[DATA SHOWN]:
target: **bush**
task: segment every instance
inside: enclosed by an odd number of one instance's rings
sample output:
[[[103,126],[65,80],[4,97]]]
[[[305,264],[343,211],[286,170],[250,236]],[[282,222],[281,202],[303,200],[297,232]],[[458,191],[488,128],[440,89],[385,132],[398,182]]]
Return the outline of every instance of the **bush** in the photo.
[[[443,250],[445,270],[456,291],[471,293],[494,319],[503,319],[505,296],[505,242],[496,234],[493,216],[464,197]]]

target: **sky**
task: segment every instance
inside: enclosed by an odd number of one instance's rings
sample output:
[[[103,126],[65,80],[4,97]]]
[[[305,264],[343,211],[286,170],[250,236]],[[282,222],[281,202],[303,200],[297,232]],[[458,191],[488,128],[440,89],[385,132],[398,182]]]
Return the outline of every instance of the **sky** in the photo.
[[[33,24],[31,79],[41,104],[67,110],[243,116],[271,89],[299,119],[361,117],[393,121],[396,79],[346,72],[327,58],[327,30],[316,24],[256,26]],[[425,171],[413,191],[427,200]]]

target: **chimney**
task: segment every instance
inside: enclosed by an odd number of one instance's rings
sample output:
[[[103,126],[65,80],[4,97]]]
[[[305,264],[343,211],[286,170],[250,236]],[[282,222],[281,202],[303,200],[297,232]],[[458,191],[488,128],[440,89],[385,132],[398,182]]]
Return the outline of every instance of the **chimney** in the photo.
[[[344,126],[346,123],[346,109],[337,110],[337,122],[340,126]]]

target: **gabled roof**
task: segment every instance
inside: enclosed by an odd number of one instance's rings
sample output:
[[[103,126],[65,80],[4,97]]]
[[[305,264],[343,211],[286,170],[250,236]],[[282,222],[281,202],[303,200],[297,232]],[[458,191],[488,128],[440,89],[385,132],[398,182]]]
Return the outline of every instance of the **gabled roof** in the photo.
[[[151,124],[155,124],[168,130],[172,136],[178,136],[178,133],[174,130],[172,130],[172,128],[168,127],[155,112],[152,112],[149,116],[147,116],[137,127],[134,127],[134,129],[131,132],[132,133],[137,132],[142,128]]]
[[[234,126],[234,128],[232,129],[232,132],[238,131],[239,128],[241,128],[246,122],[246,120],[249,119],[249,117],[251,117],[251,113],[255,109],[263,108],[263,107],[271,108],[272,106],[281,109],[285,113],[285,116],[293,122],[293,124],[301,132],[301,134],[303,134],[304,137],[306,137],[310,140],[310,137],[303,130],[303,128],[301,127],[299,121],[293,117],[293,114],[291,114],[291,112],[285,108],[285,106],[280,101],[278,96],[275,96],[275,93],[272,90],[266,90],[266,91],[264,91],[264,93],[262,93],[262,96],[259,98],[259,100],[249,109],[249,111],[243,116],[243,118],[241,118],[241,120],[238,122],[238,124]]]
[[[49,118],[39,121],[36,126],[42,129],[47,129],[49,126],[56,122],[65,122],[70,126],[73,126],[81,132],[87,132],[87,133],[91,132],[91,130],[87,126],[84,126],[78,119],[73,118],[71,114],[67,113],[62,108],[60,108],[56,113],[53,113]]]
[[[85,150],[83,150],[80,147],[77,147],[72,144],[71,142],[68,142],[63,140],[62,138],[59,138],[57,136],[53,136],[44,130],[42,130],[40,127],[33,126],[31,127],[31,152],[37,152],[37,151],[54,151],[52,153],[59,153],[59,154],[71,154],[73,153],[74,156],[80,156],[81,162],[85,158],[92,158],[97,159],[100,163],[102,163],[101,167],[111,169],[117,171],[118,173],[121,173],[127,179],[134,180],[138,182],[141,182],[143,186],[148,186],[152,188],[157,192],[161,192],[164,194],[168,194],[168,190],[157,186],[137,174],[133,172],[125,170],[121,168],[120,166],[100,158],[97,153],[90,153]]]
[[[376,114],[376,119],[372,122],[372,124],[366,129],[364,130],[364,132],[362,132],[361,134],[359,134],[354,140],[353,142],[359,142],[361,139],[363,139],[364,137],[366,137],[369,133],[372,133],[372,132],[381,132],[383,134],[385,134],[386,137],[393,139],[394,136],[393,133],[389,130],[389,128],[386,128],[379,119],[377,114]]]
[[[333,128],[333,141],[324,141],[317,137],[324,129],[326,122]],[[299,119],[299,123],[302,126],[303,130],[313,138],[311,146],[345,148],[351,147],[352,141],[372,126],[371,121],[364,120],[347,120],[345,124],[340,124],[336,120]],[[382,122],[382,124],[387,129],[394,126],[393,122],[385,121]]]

[TASK PROMPT]: Present the lines above, from the one containing "target: **sky**" through the one containing "[[[344,126],[346,123],[346,109],[337,110],[337,122],[340,126]]]", as a Markdown table with the columns No. and Content. Number each line and skip any blank lines.

[CORRECT RESULT]:
| No. | Content |
|---|---|
| 1 | target: **sky** |
| 2 | task: segment every instance |
| 3 | inside: enclosed by an odd number of one instance's rings |
| 4 | sample output: |
| 5 | [[[103,126],[65,80],[4,97]]] |
| 6 | [[[305,264],[343,211],[286,170],[250,236]],[[282,222],[281,202],[303,200],[297,232]],[[458,191],[488,128],[440,89],[385,132],[398,182]]] |
| 7 | Return the outline of every instance of the **sky** in the photo. |
| 8 | [[[33,24],[31,79],[41,104],[67,110],[243,116],[271,89],[299,119],[361,117],[393,121],[396,79],[346,72],[327,58],[327,30],[316,24],[256,26]],[[425,171],[413,191],[427,200]]] |
| 9 | target: **chimney** |
| 10 | task: segment every instance |
| 11 | inside: enclosed by an odd number of one instance's rings |
| 12 | sample output: |
| 13 | [[[103,126],[65,80],[4,97]]] |
| 14 | [[[305,264],[343,211],[286,170],[250,236]],[[282,222],[281,202],[303,200],[297,232]],[[458,191],[488,128],[440,89],[385,132],[398,182]]] |
| 15 | Return the outline of every instance of the **chimney** in the photo. |
| 16 | [[[344,126],[346,123],[346,109],[337,110],[337,122],[340,126]]] |